Filter the entries, keeping every line with the string "pajama".

→ Provided records
-=-=-

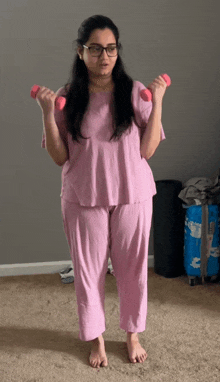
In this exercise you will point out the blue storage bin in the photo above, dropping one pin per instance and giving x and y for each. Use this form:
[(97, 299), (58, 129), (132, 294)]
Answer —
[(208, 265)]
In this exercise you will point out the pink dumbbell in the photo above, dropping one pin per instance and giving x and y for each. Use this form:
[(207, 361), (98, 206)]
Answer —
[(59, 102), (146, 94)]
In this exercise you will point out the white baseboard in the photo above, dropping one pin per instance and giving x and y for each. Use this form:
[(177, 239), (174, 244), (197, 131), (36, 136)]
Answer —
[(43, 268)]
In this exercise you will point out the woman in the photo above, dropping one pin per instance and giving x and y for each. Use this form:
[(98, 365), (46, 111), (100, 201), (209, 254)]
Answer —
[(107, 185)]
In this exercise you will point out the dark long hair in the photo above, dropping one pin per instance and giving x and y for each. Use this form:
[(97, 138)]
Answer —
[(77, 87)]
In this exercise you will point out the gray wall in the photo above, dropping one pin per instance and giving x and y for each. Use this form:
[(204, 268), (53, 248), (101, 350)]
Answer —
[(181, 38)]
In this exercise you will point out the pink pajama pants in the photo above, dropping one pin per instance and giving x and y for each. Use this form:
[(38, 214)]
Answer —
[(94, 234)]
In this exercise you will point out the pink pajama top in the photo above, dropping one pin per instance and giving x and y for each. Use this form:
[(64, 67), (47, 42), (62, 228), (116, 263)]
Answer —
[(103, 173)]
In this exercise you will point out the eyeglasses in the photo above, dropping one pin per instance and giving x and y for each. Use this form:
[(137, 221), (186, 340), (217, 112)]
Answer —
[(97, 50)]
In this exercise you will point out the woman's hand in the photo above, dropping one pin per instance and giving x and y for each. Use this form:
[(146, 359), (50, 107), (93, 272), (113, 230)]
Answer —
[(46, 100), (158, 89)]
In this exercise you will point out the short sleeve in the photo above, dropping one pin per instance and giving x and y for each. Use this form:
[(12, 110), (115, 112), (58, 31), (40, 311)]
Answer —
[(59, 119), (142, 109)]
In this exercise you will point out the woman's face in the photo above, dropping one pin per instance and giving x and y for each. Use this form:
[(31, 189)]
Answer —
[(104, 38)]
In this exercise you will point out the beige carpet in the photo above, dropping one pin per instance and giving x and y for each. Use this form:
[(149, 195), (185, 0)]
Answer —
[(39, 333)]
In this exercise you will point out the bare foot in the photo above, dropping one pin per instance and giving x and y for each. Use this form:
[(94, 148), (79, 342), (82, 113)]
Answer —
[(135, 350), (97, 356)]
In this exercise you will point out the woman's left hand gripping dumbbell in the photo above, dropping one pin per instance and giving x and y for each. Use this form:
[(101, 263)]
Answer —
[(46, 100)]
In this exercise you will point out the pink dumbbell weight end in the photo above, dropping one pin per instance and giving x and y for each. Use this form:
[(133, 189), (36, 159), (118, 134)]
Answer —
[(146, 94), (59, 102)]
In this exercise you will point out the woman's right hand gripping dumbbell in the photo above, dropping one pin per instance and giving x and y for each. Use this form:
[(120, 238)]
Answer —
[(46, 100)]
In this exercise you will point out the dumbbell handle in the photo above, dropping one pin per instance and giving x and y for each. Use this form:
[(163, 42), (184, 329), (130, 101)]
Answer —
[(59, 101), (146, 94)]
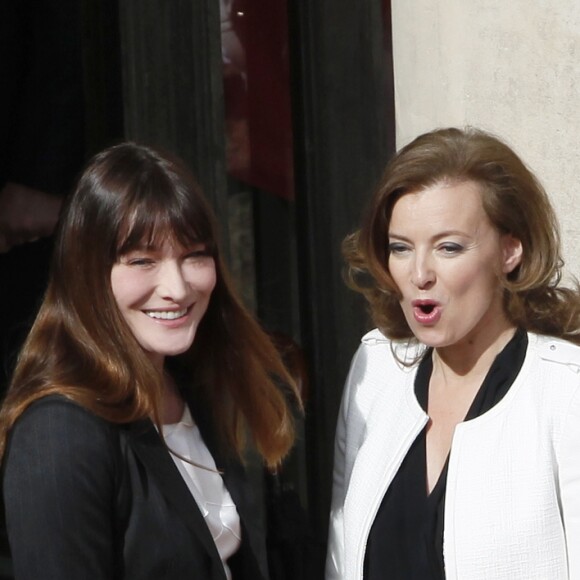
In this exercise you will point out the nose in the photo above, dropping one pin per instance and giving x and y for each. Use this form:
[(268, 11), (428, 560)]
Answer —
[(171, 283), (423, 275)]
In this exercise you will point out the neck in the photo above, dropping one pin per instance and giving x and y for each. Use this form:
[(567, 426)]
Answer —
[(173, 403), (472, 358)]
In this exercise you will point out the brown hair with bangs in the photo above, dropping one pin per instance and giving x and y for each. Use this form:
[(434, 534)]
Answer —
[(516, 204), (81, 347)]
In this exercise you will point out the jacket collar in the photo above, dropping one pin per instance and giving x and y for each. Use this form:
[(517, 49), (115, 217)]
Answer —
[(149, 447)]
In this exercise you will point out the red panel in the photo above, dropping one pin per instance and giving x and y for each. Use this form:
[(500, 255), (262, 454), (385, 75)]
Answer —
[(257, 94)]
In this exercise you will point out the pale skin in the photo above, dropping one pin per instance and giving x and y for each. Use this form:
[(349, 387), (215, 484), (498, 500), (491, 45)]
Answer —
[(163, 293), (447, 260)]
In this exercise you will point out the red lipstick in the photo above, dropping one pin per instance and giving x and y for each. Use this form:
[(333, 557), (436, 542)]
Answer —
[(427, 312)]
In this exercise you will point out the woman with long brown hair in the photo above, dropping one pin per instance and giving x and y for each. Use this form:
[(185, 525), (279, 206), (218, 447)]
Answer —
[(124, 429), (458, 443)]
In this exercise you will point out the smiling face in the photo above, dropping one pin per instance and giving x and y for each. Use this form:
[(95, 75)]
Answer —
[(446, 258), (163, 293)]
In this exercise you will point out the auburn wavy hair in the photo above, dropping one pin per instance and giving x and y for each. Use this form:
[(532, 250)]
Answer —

-=-=-

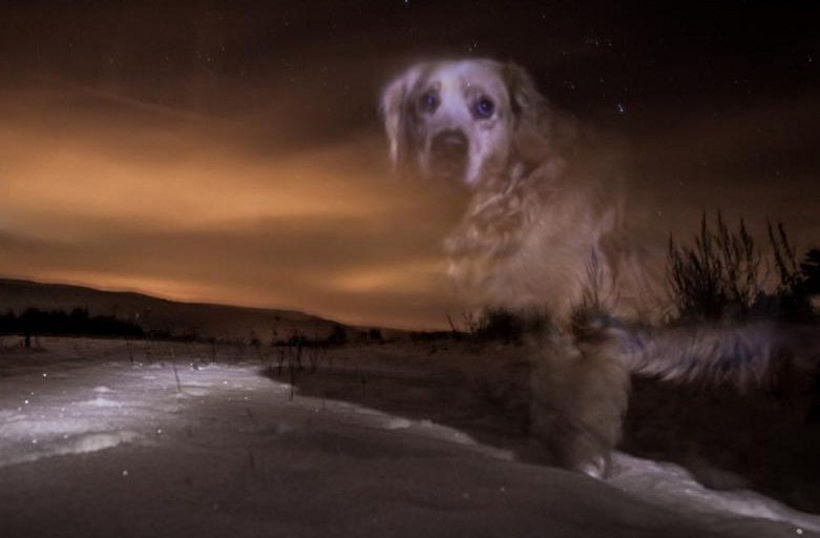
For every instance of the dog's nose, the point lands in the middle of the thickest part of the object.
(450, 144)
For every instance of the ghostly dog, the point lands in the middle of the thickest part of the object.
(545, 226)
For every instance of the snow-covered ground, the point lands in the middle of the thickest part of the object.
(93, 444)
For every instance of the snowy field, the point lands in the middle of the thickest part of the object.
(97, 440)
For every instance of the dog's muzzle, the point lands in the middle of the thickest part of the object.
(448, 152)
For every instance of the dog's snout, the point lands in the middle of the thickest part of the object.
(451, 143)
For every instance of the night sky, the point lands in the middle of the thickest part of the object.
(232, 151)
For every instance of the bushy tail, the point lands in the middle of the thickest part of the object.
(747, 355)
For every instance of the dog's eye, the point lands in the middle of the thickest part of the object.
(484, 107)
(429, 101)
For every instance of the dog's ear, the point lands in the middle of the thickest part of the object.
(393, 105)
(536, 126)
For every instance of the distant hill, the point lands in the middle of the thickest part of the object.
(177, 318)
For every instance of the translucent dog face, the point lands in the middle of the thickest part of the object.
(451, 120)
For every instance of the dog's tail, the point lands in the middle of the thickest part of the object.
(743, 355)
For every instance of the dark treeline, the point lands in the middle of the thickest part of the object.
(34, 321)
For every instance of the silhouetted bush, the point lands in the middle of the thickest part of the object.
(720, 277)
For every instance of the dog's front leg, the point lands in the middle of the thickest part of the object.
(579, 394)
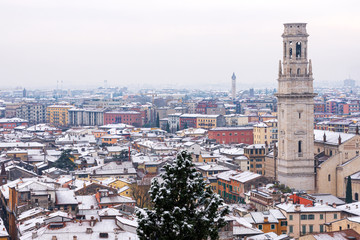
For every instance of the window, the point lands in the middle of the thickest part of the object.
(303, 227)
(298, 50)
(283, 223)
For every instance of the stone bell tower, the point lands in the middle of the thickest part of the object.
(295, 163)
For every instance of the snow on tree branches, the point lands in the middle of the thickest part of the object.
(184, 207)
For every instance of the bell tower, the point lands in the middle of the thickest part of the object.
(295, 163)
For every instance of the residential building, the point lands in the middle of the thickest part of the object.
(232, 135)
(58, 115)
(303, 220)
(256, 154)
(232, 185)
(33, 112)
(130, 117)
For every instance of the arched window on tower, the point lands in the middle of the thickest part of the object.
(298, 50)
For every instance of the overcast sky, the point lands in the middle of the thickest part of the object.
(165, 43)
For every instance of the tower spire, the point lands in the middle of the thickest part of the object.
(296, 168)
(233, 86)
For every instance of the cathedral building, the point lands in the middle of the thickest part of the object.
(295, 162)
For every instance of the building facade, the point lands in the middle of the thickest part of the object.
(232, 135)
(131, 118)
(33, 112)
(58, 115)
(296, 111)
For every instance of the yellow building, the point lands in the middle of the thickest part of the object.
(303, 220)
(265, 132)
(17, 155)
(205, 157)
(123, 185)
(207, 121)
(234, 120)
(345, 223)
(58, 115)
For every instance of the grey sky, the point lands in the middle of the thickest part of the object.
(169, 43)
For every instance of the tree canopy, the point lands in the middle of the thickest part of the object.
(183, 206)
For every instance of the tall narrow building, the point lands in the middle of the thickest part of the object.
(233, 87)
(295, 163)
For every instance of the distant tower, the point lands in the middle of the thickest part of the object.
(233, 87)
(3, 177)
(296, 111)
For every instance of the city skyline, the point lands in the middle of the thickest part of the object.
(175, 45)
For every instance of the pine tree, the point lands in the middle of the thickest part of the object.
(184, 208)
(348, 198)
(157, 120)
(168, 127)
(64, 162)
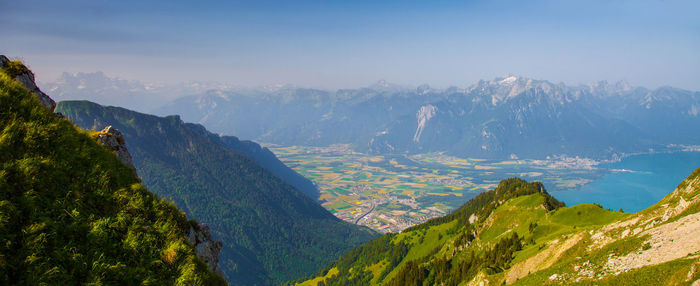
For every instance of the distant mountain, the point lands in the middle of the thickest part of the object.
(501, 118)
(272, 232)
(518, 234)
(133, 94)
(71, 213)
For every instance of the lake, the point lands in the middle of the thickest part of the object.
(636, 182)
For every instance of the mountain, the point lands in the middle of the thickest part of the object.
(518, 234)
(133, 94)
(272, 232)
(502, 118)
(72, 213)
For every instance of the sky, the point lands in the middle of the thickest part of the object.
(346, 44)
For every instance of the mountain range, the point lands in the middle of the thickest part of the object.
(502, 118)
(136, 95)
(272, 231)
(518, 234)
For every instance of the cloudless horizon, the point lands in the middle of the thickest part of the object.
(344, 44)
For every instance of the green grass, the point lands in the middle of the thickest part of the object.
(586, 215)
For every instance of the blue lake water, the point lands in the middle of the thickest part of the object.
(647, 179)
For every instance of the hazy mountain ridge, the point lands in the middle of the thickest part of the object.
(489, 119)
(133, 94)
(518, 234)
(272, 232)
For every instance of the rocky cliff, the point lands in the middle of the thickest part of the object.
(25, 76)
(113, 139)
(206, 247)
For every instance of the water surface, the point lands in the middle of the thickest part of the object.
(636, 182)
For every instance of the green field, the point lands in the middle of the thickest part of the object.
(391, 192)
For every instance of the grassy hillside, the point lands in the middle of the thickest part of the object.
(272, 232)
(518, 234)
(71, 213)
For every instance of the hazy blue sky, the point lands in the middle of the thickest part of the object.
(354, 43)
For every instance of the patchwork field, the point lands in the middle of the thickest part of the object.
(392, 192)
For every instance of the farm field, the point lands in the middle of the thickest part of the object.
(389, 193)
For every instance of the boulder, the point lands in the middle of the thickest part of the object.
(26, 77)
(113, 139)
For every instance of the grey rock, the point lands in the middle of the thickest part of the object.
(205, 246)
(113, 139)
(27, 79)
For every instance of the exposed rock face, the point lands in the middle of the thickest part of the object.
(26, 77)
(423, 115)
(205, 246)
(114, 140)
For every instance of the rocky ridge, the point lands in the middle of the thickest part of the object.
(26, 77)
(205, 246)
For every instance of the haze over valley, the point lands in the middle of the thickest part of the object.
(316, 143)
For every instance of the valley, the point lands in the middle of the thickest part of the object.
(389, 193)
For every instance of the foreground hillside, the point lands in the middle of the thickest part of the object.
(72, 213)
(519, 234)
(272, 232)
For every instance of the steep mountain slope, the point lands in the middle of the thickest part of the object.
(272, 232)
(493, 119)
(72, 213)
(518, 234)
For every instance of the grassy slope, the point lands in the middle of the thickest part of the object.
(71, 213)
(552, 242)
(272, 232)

-=-=-

→ Response area
In this exercise you will point out the pink pajama pants in the photo above, dropping one pin per instance and giving x and y for each. Use this form:
In this exercise you will point out the pink pajama top in the photo above, dropping one pin per instance and giving x and y for each. Use this form:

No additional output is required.